Excerpt to read:
□ □ □ □ □ □ □

# FF: Snailsssssss ::gone::



## Diztrbd1 (Apr 21, 2010)

Don't have one clue as to where these came from but after realizing my 50 gal was infested with these snails, who hide very well in the substrate during the day, I decided to empty the tank and try to remove as many as possible. After about 2 unexpected frustrating hours of sifting thru the substrate I found about 200-400 or so lol anyway I don't want them!

type: some kind of trumpet snail 
size: super small to around 3/4".....average is probably 1/2" or a little less
availability:200-300 roughly, maybe more
use: whatever you want them for

*price: FREE OBO* *Gone*

cup they are in is about 4" across the bottom


----------



## djamm (Sep 25, 2010)

looks like puffer food to me....lol....


----------



## Diztrbd1 (Apr 21, 2010)

lol that's what I'm thinkin'


----------



## Keri (Aug 2, 2010)

Good deal!  I have lots of these as well, I like them because they aerate my sand and don't eat my plants.... and the extras go upstairs to the clown loach tank  


Bump!


----------



## gklaw (May 31, 2010)

I am afraid, despite of the 2 hours, you have not rid them 

As Keri says, they keep the substrate clean if you don't them. I am picking them off my 
black sand substrate though.


----------



## Diztrbd1 (Apr 21, 2010)

thanks for the input guys.....believe me, I know I am not rid of them lol, definitely a few less tho. The tank they are in has clown loaches in it and I have yet to see an empty shell or the loaches take any interest what-so-ever. Good to know that they aerate the sand as I will be going with sand soon & am sure there will be plenty then lol. I thought I read they eat the roots & it does appear something has been nibbling the leafs of my java fern...I could be wrong. Either way I have no shortage of them or no desire to put these back in there lol


----------



## Johnnyfishtanks (Apr 21, 2010)

pmed .......................


----------



## taureandragon76 (Apr 21, 2010)

□ □ □ □ □ □ □

Job A:
In the snail giveaway thread, how long did the original poster spend sifting through the substrate?
Job B:
Sum up the snail giveaway thread in two sentences.
Job C:
Carry on the snail giveaway thread from where it stops.

Provided material:

□ □ □ □ □ □ □

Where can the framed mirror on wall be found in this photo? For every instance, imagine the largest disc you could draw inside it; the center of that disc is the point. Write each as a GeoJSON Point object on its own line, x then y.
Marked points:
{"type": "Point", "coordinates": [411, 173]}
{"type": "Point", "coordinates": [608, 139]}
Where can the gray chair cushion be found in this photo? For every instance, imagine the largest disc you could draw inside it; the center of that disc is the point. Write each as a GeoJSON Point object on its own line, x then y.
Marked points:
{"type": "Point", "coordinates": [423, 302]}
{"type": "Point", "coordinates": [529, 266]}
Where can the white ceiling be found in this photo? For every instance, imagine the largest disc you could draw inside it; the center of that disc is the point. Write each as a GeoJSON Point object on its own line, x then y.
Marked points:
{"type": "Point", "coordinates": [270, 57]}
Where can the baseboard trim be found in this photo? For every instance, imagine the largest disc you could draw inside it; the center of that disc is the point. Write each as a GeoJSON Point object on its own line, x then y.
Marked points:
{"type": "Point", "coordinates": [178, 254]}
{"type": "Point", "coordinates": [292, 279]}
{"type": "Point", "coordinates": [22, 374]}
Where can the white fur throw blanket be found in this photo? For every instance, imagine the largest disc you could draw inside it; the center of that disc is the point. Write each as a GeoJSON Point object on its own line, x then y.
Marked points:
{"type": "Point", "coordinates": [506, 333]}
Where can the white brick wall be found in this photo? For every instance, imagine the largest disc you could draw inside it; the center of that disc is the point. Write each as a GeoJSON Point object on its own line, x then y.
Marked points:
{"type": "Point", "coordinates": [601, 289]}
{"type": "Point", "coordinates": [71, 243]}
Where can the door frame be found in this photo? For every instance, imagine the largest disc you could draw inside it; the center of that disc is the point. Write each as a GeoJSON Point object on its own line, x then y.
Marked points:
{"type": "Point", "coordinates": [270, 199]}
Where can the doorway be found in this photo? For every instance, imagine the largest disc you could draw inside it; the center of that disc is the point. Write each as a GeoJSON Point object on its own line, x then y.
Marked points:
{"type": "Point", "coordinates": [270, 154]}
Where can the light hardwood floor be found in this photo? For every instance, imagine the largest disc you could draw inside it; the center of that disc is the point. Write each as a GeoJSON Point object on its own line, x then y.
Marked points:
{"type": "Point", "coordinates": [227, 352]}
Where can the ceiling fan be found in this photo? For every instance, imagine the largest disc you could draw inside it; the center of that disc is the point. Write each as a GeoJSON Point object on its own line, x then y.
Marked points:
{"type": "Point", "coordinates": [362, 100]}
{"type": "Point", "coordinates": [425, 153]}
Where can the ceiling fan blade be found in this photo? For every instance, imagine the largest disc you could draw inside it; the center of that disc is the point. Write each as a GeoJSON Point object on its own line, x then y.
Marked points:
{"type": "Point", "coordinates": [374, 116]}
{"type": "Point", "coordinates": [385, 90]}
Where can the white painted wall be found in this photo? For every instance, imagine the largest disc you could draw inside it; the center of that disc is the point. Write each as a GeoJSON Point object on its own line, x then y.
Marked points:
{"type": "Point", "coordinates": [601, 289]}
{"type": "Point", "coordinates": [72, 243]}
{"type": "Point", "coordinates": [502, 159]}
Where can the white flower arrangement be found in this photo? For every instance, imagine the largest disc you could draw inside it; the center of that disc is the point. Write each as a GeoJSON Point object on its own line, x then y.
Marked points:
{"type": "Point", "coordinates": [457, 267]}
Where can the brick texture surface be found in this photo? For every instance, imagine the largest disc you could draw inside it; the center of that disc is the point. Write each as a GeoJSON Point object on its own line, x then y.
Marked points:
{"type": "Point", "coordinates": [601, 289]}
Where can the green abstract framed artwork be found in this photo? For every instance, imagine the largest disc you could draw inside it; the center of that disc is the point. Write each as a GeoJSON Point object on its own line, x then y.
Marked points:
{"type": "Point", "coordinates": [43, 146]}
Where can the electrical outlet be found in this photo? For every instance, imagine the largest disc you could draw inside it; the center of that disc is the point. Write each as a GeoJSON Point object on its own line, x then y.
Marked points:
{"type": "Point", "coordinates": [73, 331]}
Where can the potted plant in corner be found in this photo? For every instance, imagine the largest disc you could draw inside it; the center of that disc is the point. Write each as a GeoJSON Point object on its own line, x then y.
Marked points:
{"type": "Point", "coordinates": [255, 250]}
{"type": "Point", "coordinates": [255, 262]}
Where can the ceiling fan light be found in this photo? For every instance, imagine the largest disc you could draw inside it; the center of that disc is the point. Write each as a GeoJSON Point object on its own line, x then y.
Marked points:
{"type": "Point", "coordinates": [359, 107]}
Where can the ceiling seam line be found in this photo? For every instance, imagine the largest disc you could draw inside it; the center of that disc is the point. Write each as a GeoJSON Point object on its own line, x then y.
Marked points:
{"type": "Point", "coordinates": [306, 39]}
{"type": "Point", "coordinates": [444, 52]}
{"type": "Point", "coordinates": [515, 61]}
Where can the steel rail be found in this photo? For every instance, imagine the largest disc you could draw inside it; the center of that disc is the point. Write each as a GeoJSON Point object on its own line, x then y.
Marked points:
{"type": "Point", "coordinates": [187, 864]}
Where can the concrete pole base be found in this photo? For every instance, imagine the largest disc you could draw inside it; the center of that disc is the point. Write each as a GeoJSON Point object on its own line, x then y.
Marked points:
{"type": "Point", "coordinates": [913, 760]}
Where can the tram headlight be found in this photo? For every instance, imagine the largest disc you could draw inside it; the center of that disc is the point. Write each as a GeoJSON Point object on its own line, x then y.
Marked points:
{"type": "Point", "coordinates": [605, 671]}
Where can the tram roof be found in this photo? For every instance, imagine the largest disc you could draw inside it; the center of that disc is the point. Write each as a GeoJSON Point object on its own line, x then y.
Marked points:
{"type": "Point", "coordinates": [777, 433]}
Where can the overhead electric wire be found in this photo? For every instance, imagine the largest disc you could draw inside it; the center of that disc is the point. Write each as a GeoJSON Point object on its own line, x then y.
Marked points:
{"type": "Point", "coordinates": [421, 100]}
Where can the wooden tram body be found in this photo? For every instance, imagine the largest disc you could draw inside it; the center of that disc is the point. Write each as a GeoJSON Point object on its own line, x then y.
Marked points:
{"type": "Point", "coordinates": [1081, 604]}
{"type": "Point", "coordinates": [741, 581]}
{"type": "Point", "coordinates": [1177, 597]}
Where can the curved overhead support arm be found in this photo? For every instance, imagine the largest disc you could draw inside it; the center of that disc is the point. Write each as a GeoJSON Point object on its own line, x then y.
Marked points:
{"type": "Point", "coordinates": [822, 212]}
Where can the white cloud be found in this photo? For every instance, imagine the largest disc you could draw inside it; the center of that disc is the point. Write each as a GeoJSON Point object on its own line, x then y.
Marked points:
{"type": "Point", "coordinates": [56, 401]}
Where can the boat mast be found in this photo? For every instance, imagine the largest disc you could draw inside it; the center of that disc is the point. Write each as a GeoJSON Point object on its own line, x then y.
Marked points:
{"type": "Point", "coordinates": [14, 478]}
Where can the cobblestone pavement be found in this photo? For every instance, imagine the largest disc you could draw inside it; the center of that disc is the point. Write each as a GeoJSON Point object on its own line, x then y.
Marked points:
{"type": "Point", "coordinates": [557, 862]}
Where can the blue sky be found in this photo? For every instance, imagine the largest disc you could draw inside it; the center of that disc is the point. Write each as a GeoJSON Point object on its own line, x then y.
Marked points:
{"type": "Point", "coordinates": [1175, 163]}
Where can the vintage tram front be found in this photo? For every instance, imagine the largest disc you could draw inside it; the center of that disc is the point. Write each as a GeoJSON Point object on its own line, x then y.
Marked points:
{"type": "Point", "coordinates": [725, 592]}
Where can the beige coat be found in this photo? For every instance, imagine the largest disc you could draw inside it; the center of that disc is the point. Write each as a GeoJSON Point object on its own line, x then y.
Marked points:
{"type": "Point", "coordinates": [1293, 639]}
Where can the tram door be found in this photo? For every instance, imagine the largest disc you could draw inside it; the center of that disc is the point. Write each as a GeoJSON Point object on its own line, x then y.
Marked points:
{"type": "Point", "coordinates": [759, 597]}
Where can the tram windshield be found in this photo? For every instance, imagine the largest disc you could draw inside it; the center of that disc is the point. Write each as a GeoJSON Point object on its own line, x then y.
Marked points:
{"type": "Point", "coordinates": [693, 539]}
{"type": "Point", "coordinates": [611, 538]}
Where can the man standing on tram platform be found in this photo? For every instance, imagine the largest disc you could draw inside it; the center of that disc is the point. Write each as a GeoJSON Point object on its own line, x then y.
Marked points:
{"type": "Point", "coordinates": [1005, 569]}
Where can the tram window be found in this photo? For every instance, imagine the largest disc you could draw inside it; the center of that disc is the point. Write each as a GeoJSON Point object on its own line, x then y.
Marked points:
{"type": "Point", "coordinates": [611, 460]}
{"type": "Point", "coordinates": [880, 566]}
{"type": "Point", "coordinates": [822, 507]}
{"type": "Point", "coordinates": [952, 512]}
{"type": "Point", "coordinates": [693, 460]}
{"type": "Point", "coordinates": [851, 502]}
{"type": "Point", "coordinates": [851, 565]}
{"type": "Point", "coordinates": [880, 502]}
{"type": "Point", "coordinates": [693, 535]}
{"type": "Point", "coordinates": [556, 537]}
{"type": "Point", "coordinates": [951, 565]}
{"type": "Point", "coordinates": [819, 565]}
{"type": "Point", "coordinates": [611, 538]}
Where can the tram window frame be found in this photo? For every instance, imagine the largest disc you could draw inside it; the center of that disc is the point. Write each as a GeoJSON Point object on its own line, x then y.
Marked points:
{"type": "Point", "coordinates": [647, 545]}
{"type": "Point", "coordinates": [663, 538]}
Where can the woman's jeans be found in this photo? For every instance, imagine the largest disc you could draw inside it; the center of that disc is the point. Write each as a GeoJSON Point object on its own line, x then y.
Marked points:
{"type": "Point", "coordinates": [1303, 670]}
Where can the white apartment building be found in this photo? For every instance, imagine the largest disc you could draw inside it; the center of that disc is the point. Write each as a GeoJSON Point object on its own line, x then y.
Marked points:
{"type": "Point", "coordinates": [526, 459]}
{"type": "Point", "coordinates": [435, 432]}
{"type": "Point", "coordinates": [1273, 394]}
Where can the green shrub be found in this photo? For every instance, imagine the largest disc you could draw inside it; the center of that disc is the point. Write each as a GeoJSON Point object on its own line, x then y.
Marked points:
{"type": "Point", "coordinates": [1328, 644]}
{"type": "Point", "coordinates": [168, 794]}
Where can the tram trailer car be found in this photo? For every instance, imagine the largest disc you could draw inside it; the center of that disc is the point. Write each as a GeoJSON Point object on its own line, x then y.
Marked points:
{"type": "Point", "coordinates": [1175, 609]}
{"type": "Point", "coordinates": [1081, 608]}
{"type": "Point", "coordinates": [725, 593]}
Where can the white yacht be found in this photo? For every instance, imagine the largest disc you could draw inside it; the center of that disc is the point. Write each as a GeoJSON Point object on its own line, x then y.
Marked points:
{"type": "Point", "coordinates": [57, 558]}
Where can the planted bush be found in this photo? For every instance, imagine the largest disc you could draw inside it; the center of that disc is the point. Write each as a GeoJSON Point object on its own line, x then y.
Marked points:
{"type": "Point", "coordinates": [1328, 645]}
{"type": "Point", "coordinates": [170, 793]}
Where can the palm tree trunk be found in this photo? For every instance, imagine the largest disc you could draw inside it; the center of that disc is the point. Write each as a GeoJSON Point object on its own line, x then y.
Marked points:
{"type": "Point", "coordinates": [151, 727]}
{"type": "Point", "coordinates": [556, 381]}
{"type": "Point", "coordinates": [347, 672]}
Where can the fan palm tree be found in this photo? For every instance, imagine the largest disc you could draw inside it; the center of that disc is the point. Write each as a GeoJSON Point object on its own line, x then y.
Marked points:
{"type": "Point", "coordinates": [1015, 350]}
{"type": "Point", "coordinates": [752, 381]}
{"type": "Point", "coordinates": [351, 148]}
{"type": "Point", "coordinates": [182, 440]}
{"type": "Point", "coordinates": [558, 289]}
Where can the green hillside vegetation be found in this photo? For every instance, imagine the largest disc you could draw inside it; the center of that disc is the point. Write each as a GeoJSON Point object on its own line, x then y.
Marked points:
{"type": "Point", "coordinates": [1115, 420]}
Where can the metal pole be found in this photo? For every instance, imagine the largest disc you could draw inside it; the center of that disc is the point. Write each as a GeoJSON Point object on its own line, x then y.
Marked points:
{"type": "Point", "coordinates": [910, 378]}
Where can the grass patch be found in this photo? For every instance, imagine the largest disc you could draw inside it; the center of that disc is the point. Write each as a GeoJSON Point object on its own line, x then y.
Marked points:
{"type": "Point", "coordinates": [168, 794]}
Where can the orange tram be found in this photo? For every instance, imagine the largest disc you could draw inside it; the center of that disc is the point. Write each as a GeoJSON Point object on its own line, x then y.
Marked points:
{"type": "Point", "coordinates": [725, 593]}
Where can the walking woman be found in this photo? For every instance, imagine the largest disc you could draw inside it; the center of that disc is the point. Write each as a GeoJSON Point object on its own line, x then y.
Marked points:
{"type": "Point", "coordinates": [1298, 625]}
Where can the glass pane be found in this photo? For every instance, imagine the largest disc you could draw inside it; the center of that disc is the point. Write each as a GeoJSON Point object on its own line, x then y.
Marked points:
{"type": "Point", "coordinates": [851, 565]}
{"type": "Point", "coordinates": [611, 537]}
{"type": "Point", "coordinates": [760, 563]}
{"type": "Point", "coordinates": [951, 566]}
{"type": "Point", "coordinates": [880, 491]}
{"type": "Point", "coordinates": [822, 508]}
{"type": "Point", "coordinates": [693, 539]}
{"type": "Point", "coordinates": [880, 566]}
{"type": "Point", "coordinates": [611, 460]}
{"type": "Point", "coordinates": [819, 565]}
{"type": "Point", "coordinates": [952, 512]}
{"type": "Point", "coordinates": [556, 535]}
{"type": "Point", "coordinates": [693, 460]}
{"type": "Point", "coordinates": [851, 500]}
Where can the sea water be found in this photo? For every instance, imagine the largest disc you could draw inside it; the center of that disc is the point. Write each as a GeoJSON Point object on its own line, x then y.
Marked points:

□ □ □ □ □ □ □

Reply A:
About two hours.

Reply B:
A forum member offered about 200 to 400 small trumpet snails for free after spending roughly two hours sifting them out of an infested 50-gallon tank, and the offer was later marked as gone. Other members said these snails aerate sand and keep the substrate clean, while the original poster replied that they had certainly not all been removed and that something seemed to be nibbling the java fern leaves.

Reply C:
Not a good snail for puffers, the shells are really hard and a puffers beak can get damaged trying to eat them.


----------



## `GhostDogg´ (Apr 22, 2010)

Looks like MLS.

Not good for puffers @ all.
Loaches should be fine.

Every night before lights out, place a bowl with lettuce in your tank, wait an hour or few, & remove the bowl. This will bait & trap many.
Do this nightly until you see the numbers decrease in the bowl.
Weekly/Bi weekly gravel vacs to get eggs & smaller MLS.
Not sure if they lays eggs on glass, but you'll notice if they do.


----------



## Johnnyfishtanks (Apr 21, 2010)

taureandragon76 said:


> Not a good snail for puffers, the shells are really hard and a puffers beak can get damaged trying to eat them.


puffers can crush clams shells no prob why not these


----------



## Diztrbd1 (Apr 21, 2010)

PM'd you back Johnny



taureandragon76 said:


> Not a good snail for puffers, the shells are really hard and a puffers beak can get damaged trying to eat them.


I was wondering if they were ok , they did seem rather hard even the smaller ones...Thanks for the info Aaron


`GhostDogg´ said:


> Looks like MLS.
> 
> Not good for puffers @ all.
> Loaches should be fine.
> ...


Thanks for the info GhostDogg, Surprisingly it doesn't seem the loaches like them. I haven't seen any eggs but I know they're probably plenty in there as well as babies. I thought about the lettuce thing & may give that a try. As far as gravel vacs, that was how I noticed them to begin with, so now I am getting deeper into it when I do them. Pulled all my plants out for now as I am getting new substrate soon anyway.


----------



## Mferko (Jun 8, 2010)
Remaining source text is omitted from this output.